→ WHAT YOU NEED TO DO
Format the items below as a numbered list, covering only the lines between the one holding "Practice. Place a marker on each instance of the wooden log" and the one holding "x=715 y=358", inclusive, with any blank lines omitted.

→ RECORDS
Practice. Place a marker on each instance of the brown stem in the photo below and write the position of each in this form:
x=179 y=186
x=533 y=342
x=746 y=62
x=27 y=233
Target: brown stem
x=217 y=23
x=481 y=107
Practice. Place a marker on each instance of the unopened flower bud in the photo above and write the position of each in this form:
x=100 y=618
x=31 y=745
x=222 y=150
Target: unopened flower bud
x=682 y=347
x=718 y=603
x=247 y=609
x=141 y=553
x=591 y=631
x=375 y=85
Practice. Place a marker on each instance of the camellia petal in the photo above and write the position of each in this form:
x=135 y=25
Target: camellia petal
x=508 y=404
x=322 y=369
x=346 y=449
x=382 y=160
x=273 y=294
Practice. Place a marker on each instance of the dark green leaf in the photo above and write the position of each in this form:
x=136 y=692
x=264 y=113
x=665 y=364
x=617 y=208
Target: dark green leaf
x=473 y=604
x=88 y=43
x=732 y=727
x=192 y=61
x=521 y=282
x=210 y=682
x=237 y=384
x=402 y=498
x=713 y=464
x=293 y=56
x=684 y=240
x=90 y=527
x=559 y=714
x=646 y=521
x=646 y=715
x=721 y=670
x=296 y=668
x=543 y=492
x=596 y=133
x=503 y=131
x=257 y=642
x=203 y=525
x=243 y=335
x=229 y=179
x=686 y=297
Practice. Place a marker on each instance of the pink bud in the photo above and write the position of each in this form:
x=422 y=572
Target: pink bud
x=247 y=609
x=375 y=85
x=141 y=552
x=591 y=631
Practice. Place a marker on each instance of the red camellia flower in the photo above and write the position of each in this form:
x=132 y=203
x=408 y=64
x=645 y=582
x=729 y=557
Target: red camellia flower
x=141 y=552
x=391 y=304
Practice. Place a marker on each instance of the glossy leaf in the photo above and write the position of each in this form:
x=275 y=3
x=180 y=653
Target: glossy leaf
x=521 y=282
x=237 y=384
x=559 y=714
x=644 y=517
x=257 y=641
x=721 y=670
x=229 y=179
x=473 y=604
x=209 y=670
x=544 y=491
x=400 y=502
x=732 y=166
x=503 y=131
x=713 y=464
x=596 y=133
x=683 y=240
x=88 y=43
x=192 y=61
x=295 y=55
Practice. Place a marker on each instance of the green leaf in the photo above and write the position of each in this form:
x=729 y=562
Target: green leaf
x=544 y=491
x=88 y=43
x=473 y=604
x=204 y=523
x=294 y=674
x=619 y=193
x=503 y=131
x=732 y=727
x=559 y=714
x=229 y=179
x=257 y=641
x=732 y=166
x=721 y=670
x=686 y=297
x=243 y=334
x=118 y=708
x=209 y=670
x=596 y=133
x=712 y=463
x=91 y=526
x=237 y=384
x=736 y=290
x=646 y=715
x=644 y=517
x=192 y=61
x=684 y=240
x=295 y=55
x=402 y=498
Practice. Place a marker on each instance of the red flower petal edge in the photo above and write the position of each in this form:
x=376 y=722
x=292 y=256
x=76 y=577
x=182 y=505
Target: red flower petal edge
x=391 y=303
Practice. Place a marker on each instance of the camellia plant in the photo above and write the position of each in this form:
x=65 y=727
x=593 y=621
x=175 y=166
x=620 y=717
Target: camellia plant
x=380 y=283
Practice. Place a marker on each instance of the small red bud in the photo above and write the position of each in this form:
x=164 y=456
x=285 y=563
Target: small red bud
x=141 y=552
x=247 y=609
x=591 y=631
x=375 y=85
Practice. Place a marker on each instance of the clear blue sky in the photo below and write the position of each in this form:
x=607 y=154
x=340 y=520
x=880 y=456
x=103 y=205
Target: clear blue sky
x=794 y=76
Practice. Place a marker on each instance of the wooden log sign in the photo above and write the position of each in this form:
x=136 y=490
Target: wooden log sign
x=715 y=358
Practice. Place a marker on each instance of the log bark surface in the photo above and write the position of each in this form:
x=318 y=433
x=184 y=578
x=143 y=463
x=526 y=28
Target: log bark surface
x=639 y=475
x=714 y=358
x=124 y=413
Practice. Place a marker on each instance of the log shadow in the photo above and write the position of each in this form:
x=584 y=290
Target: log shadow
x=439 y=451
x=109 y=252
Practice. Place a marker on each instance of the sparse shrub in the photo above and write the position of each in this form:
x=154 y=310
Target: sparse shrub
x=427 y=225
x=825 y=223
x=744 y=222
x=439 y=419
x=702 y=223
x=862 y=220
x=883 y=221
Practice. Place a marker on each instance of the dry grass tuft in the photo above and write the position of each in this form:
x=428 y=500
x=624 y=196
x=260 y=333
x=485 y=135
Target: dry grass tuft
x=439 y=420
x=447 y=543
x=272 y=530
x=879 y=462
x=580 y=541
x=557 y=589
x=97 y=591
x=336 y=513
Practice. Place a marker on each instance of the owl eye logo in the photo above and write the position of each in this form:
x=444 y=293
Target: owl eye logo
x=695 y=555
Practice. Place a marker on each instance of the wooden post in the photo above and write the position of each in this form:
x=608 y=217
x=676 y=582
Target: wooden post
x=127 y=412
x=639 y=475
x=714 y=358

→ ANSWER TO THE PROBLEM
1. Practice. Place a marker on each instance of the wooden log sign in the photo above and write the position of each in this form:
2. x=136 y=490
3. Target: wooden log sign
4. x=715 y=358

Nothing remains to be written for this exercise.